**Exercise prompt:**
Beginning at the line that contains "Q: Report x and y for each instance of the black", reproduce every line to the end of the material without changing any of them.

**Data in this exercise:**
* BEGIN *

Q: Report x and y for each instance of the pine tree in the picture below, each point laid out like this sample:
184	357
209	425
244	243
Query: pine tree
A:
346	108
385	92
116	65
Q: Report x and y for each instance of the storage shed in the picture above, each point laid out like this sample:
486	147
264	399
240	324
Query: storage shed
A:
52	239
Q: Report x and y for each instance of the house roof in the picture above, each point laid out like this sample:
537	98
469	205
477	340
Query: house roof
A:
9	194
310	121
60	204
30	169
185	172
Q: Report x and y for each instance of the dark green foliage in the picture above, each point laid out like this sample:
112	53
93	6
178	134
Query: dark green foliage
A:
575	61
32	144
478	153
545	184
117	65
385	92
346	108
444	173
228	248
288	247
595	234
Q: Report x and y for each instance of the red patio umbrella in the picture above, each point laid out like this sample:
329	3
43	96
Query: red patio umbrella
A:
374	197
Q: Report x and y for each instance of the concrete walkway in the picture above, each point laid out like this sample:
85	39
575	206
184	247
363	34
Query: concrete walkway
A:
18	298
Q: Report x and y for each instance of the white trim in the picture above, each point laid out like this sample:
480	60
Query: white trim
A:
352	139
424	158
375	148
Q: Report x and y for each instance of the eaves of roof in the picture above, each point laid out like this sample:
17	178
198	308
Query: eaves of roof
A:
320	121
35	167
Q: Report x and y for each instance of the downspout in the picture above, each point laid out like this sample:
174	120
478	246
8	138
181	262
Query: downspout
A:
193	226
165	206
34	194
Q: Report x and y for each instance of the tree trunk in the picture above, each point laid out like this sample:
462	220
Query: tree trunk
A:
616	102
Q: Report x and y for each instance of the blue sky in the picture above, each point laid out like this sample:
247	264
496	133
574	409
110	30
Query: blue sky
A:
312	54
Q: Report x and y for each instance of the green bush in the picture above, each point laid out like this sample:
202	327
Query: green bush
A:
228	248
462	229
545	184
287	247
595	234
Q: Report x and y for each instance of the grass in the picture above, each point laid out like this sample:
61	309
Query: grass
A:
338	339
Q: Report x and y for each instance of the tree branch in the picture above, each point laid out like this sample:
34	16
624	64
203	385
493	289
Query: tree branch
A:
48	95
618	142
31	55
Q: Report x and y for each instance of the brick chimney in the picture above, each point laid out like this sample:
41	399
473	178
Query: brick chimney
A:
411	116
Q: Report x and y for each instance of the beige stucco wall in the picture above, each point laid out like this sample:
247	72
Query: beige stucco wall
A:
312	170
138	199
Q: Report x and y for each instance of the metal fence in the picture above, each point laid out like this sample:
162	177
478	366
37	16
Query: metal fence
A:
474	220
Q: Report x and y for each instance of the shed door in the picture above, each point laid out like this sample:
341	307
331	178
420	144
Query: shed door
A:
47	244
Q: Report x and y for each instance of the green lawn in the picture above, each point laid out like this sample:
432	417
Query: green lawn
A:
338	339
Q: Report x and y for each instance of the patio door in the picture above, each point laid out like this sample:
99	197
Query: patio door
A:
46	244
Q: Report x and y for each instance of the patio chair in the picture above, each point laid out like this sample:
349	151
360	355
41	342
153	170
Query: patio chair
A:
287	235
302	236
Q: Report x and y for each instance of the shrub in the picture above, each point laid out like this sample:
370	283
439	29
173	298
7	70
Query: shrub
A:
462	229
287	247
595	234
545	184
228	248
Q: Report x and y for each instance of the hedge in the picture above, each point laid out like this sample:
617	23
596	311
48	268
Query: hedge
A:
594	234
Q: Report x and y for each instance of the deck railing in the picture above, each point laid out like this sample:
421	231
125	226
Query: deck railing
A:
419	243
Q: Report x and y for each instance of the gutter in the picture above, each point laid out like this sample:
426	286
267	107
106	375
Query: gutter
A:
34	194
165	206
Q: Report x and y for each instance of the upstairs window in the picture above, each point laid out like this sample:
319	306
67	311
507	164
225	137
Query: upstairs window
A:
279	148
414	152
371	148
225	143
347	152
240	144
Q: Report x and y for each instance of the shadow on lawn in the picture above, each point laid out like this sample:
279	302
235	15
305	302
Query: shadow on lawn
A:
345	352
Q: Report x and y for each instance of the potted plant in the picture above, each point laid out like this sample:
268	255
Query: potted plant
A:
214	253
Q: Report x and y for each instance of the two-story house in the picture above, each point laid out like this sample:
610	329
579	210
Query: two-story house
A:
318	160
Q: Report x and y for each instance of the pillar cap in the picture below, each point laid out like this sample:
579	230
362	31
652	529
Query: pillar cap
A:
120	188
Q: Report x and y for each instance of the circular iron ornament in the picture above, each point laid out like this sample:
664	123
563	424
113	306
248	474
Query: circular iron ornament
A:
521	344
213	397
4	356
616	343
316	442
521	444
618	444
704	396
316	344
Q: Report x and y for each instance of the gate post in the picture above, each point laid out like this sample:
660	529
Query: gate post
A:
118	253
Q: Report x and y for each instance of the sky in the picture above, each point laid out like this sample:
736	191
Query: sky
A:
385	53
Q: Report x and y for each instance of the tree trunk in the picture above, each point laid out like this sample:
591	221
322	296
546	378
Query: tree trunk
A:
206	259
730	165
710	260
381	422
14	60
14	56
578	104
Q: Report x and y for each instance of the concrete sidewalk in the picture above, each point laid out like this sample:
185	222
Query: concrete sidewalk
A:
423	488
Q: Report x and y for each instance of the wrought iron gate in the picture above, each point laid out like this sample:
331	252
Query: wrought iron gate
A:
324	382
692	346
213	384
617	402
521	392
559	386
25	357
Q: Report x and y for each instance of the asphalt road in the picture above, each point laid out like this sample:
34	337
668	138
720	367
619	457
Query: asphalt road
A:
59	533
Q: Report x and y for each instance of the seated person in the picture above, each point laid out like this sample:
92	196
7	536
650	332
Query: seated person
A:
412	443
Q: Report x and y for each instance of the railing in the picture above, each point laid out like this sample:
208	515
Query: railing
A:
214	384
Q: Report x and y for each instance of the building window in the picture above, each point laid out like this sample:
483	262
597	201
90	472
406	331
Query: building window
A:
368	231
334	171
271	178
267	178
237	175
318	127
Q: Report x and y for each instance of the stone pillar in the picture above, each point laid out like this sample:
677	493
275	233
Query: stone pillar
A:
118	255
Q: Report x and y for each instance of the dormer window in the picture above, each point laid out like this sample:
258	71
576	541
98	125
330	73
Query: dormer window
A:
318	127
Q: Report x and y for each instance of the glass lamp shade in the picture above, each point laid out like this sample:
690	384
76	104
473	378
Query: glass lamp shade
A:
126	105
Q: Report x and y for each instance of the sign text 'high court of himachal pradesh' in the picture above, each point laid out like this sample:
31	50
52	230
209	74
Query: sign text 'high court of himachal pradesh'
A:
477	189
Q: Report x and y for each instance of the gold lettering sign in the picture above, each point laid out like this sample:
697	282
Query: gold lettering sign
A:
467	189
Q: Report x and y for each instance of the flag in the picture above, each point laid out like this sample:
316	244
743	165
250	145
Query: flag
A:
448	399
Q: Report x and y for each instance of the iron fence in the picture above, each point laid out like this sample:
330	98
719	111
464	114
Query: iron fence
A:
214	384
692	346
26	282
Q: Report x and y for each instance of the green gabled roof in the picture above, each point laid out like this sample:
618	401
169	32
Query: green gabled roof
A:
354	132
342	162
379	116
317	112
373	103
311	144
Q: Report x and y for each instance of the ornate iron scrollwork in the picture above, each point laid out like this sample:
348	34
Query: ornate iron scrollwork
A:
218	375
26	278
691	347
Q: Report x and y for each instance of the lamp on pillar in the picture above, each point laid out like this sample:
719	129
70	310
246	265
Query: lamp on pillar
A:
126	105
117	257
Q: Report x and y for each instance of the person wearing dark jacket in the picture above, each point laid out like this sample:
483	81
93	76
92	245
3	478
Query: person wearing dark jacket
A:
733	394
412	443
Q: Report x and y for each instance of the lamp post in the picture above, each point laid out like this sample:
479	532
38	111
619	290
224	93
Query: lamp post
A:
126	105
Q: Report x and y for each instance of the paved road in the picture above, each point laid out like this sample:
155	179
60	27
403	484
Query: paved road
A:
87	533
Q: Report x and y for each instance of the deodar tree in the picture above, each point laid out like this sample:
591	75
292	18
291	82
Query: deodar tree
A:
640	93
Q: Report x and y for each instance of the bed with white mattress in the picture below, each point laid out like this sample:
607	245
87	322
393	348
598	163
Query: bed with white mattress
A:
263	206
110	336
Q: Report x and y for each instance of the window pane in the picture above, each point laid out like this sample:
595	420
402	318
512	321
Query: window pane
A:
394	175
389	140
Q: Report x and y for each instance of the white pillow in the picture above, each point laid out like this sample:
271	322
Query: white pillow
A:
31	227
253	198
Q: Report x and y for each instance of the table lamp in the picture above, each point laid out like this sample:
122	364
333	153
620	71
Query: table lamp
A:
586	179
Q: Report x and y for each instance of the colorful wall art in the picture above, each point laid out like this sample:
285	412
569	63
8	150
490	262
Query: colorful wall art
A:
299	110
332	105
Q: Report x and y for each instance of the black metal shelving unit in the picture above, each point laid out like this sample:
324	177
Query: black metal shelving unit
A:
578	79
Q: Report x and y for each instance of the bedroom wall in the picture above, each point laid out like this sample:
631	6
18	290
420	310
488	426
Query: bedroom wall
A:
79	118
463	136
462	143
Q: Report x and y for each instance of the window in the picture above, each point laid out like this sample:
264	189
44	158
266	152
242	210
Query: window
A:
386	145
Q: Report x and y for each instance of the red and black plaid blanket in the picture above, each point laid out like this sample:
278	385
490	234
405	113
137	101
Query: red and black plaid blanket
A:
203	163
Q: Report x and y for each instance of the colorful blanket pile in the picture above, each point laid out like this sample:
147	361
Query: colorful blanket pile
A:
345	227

* END *

**Result of the exercise:**
Q: Report x and y for each instance of the black metal shelving unit in the picture above, each point laid out like this sample:
324	177
Query: black metal shelving unit
A:
578	79
Q: Report x and y for each instance of the bedroom wall in the picture above, each point laid out like this sample:
631	6
18	290
420	310
488	426
Query: bedroom wall
A:
79	118
463	136
462	143
Q: Report x and y for each instance of the window in the picture above, each point laid out like this sample:
264	189
44	158
266	152
242	210
Query: window
A:
386	145
Q: Report x and y for each instance of the red and black plaid blanket in the picture above, each point laid out like this sample:
278	385
490	234
405	113
137	101
Query: red and black plaid blanket
A:
203	163
Q: Report x and y for each instance of the colorful blanket pile in the picture above, each point laid out like this sample:
147	361
Query: colorful blanket pile
A:
345	227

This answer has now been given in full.